INPUT FOR THIS TASK:
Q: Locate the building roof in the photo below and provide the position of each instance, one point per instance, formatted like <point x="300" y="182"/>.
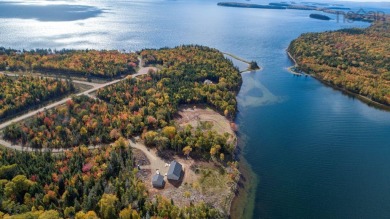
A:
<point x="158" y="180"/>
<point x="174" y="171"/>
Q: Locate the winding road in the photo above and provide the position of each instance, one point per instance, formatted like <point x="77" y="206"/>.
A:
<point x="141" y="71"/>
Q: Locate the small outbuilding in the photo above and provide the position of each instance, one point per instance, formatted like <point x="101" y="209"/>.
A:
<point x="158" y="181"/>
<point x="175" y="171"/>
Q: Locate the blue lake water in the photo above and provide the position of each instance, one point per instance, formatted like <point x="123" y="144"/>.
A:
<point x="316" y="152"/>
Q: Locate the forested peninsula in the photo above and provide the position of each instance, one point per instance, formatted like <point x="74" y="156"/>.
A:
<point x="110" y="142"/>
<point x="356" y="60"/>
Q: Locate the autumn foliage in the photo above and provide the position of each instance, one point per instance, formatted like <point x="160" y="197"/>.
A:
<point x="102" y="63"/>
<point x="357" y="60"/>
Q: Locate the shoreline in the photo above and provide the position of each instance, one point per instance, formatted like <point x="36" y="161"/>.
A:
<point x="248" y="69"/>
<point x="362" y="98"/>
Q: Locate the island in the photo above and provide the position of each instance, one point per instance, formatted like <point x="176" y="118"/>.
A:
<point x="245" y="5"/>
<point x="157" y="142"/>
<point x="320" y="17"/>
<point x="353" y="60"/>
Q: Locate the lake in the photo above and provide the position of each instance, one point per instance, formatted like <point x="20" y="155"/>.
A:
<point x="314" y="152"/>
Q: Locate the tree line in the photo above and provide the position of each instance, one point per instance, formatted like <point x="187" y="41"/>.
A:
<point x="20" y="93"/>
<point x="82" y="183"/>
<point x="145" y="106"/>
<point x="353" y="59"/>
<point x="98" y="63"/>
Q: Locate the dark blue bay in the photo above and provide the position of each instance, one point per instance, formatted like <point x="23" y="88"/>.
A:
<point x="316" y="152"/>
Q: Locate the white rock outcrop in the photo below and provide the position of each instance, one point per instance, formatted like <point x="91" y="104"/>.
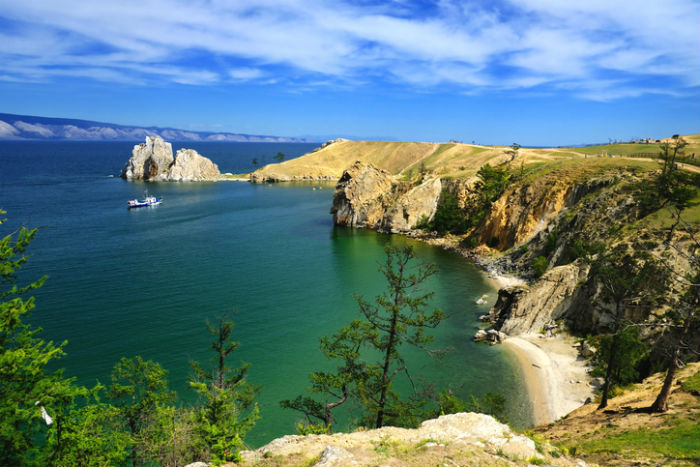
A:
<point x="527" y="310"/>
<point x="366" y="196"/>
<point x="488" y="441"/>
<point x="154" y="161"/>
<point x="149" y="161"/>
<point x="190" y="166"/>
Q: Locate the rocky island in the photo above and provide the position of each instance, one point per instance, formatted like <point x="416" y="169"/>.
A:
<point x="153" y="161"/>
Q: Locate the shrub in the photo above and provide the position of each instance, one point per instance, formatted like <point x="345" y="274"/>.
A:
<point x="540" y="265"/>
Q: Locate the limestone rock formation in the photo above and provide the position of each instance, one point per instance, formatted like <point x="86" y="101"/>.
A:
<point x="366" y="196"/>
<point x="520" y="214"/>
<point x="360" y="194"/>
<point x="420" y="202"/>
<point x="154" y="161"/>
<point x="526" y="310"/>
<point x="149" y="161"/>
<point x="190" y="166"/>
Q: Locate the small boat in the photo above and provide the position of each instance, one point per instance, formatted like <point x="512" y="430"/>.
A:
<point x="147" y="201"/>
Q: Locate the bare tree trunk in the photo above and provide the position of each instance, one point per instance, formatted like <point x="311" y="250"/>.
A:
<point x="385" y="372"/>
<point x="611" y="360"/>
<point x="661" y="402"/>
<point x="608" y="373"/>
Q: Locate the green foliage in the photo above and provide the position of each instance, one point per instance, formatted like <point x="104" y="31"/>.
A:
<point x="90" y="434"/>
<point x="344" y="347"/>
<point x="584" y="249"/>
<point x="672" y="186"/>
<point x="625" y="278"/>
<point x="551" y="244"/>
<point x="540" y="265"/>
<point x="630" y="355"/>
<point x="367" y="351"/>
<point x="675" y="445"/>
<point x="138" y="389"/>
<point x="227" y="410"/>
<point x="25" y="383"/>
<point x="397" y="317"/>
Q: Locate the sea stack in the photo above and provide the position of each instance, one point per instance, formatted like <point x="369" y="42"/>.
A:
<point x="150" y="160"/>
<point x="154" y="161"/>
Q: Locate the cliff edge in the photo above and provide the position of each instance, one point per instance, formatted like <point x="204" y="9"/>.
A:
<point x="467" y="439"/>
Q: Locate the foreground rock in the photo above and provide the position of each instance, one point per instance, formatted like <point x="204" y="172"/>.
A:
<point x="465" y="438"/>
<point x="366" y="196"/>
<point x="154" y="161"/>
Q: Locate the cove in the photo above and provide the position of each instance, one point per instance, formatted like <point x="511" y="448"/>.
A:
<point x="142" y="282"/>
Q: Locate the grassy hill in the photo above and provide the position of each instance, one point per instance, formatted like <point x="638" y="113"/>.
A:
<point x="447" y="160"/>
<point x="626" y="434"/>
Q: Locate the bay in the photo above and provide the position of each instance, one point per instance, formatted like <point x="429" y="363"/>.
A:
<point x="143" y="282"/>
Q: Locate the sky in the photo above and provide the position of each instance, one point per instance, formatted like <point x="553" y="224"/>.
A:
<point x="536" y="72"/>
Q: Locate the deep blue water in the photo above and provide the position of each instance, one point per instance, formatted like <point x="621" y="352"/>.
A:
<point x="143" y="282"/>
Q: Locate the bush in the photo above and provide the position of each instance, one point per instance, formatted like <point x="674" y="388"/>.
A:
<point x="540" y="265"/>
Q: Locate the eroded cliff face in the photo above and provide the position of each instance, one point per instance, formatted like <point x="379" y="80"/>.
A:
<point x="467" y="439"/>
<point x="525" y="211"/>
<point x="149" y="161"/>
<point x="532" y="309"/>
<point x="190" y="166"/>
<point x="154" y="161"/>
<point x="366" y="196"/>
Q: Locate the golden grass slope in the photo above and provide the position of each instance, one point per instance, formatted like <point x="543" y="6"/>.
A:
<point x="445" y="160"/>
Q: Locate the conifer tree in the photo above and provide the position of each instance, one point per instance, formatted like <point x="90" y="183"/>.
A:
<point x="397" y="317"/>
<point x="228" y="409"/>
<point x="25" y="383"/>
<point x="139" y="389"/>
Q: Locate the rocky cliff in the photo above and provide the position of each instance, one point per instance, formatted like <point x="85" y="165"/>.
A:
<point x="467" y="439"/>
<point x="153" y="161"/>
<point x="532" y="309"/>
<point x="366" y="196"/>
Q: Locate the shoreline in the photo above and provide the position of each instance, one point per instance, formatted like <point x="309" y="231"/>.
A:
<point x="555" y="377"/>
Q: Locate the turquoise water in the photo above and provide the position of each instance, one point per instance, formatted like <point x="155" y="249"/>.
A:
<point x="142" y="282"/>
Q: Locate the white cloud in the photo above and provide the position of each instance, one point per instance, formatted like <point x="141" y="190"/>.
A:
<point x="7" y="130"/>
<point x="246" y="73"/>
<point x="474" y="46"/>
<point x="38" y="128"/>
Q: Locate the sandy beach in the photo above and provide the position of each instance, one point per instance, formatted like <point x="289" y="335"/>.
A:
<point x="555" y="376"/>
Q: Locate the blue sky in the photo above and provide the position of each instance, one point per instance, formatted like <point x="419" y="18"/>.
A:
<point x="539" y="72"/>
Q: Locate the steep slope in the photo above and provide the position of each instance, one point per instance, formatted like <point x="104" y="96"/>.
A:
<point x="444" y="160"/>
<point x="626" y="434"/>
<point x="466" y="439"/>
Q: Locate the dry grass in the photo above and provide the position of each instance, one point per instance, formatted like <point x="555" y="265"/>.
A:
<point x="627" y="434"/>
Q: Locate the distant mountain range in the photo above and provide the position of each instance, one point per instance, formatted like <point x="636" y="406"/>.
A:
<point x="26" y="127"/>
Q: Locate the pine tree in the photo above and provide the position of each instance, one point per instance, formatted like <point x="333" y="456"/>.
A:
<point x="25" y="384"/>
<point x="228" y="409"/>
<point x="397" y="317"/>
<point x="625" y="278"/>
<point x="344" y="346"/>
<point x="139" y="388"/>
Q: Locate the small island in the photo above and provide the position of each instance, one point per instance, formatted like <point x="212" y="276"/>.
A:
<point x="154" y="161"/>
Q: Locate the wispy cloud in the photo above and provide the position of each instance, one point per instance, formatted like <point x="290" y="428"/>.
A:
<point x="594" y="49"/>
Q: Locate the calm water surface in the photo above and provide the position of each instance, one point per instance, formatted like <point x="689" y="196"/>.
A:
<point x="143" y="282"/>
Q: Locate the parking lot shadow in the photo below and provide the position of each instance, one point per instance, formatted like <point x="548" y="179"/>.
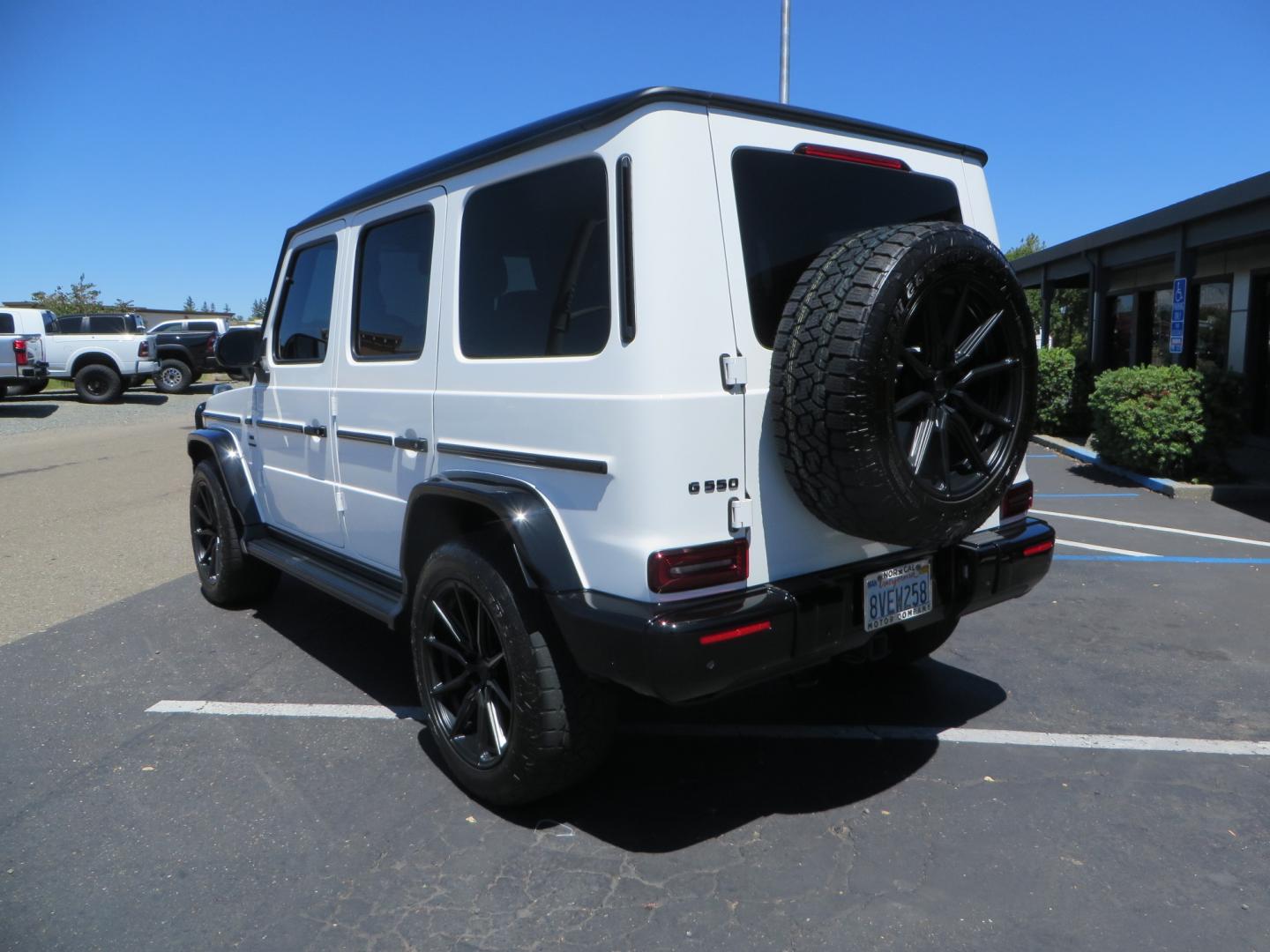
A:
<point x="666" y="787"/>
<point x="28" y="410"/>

--

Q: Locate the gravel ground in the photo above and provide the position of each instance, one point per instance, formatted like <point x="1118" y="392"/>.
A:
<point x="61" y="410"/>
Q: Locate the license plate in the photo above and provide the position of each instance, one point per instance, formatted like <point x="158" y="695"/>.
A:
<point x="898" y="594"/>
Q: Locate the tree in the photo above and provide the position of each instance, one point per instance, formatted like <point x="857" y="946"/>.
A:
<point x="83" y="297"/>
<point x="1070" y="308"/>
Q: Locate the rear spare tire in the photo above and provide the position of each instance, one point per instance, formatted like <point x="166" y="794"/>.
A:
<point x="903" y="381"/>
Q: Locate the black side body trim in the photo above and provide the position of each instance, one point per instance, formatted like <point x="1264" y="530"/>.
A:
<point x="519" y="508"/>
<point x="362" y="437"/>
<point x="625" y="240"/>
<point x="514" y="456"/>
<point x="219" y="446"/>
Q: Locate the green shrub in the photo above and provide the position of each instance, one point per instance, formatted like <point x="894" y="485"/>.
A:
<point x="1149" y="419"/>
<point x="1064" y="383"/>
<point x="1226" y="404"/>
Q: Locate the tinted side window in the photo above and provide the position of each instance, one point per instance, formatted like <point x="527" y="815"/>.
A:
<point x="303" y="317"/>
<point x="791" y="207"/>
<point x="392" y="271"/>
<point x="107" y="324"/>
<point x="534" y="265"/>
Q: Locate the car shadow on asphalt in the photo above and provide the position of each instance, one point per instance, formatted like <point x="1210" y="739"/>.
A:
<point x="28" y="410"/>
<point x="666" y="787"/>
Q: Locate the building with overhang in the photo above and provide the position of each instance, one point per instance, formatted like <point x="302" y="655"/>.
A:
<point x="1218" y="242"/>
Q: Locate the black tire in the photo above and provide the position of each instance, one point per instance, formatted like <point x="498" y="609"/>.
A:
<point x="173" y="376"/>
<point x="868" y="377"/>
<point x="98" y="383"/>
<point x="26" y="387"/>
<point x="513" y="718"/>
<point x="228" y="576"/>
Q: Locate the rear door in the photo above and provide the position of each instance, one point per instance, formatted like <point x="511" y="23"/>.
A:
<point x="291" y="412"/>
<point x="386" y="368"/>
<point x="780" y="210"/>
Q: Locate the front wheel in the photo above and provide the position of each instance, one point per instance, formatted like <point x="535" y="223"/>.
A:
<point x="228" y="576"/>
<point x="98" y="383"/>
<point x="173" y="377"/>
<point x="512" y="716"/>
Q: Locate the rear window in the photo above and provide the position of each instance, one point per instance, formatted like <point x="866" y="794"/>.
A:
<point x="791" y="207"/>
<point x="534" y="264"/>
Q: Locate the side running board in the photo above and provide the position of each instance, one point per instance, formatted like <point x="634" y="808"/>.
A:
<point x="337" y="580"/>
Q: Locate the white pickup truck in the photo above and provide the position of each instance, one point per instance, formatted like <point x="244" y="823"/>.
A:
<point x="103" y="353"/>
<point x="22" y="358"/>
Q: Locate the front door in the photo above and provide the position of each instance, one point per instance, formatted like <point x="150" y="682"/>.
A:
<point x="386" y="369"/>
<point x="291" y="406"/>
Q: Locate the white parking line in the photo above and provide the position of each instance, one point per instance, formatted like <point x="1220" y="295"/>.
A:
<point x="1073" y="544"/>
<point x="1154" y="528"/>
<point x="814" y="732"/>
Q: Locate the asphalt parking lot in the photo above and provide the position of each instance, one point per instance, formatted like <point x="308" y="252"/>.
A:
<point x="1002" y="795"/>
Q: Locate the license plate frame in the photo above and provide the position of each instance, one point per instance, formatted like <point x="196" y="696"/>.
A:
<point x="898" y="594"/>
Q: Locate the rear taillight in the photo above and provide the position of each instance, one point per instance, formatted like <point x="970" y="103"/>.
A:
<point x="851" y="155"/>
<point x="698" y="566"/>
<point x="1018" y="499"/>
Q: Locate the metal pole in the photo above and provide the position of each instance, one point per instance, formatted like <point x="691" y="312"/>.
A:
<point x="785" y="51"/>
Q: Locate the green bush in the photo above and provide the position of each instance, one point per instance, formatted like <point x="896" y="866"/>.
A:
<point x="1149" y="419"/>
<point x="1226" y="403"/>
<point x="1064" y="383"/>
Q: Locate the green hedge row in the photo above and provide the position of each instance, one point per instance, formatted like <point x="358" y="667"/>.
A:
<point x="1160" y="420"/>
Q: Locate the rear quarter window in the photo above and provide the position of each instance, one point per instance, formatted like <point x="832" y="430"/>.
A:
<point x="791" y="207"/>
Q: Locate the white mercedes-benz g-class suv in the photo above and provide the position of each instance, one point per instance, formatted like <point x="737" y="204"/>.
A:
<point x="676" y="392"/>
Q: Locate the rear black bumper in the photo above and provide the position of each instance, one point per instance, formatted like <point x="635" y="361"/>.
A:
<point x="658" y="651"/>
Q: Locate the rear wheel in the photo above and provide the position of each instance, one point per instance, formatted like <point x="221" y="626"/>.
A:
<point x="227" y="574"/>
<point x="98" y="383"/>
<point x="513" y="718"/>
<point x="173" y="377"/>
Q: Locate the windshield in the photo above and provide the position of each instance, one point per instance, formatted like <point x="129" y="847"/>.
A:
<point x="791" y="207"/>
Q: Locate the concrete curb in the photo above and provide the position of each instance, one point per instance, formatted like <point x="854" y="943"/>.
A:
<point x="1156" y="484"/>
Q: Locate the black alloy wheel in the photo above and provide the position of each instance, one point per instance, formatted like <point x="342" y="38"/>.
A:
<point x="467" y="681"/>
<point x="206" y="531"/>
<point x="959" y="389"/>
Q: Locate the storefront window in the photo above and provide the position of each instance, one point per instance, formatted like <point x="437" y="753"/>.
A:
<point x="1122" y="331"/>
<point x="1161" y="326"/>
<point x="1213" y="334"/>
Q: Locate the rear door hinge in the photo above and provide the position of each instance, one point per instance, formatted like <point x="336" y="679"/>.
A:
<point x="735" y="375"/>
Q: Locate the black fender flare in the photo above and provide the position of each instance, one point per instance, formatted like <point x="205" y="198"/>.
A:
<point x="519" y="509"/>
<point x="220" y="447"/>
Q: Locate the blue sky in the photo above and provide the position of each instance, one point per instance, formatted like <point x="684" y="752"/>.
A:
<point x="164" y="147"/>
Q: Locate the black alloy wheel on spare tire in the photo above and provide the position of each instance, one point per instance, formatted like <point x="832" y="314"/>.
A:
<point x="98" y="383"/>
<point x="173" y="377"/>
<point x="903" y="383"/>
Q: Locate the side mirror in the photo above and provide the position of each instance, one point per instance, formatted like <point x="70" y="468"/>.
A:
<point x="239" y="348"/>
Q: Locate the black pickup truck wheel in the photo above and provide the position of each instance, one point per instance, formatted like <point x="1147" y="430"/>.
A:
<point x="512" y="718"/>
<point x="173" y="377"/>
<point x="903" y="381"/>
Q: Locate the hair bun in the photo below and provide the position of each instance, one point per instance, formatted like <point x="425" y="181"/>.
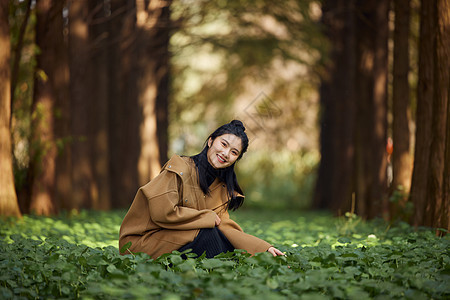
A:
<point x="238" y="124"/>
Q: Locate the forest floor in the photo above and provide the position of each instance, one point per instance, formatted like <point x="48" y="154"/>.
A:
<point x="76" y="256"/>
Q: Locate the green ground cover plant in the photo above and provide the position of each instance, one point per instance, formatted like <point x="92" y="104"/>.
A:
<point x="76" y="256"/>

AIM OF THE EXERCISE:
Tell me how many lines of the records include the word "bush", and say nothing else.

WORKED SOLUTION:
2